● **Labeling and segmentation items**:

□ □ □

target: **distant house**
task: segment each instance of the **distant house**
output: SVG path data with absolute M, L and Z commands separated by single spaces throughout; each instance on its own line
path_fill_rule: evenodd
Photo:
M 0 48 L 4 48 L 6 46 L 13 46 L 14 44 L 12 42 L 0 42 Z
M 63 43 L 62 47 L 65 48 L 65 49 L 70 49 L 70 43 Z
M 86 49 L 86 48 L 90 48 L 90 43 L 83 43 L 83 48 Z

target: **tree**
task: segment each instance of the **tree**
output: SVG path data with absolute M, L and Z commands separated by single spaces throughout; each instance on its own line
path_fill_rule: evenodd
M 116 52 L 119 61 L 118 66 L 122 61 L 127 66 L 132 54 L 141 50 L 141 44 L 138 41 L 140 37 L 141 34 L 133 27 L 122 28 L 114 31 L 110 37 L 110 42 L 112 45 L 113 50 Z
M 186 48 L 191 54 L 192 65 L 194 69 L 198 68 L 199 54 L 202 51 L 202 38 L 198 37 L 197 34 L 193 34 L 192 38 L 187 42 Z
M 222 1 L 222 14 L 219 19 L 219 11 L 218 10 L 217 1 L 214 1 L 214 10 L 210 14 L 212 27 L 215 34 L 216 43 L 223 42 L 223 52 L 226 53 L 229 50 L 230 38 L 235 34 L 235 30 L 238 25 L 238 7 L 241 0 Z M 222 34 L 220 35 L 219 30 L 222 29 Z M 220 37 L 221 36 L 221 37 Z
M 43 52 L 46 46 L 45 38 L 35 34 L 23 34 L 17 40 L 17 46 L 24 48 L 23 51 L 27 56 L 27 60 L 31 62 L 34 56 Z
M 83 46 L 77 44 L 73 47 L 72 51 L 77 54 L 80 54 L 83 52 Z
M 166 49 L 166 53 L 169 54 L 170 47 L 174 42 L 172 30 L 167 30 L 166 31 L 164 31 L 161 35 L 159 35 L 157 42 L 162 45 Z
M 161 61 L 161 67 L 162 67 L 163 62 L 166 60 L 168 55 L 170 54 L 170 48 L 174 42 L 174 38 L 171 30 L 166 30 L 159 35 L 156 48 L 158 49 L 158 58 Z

□ □ □

● **EXERCISE GOAL**: Copy out every line of the items above word for word, keeping all characters and spacing unchanged.

● **FINAL RESULT**:
target: **distant house**
task: segment each instance of the **distant house**
output: SVG path data with absolute M, L and Z commands separated by single spaces throughout; each instance on its own line
path_fill_rule: evenodd
Photo:
M 0 48 L 4 48 L 6 46 L 13 46 L 14 44 L 12 42 L 0 42 Z
M 63 43 L 62 47 L 65 48 L 65 49 L 70 49 L 70 43 Z
M 86 49 L 86 48 L 90 48 L 90 43 L 83 43 L 83 48 Z

target: **tree**
task: segment each instance of the **tree**
output: SVG path data with absolute M, L and Z commands separated by single spaces throughout; each instance on its own line
path_fill_rule: evenodd
M 116 52 L 119 61 L 118 66 L 122 61 L 127 66 L 132 54 L 141 50 L 141 44 L 138 41 L 140 37 L 141 34 L 133 27 L 122 28 L 114 31 L 110 37 L 110 42 L 112 45 L 113 50 Z
M 186 48 L 191 54 L 192 65 L 194 69 L 198 68 L 199 54 L 202 51 L 202 38 L 198 37 L 197 34 L 193 34 L 192 38 L 187 42 Z
M 222 1 L 222 14 L 219 19 L 219 11 L 218 10 L 217 1 L 214 1 L 214 10 L 210 14 L 212 27 L 215 34 L 216 43 L 223 42 L 223 52 L 226 53 L 229 50 L 230 38 L 235 34 L 235 30 L 238 25 L 238 7 L 241 0 Z M 222 34 L 220 35 L 219 30 L 222 29 Z M 220 37 L 221 36 L 221 37 Z
M 43 52 L 46 46 L 45 38 L 35 34 L 23 34 L 17 40 L 17 46 L 24 48 L 23 51 L 27 56 L 27 60 L 31 62 L 34 56 Z
M 83 46 L 77 44 L 73 47 L 72 51 L 77 54 L 80 54 L 83 52 Z
M 166 49 L 166 53 L 169 54 L 170 47 L 174 42 L 172 30 L 167 30 L 166 31 L 164 31 L 161 35 L 159 35 L 157 42 L 162 45 Z
M 161 61 L 161 67 L 162 67 L 163 62 L 166 60 L 168 55 L 170 54 L 170 48 L 174 42 L 174 38 L 171 30 L 166 30 L 159 35 L 156 48 L 158 49 L 158 58 Z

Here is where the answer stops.